(INPUT DATA)

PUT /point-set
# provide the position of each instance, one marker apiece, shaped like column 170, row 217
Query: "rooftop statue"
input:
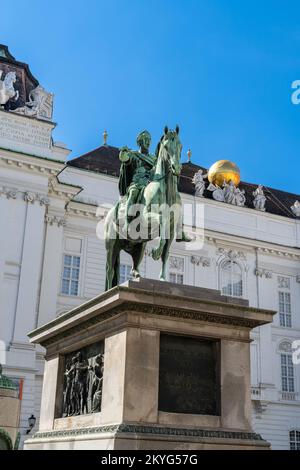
column 7, row 90
column 149, row 207
column 259, row 199
column 40, row 104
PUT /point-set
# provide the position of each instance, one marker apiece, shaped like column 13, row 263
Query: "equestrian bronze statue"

(End INPUT DATA)

Return every line in the listing that contains the word "like".

RESPONSE »
# provide the position of each instance, one marker apiece, shaped like column 170, row 217
# provide the position of each instance, one marker apiece, shaped like column 13, row 263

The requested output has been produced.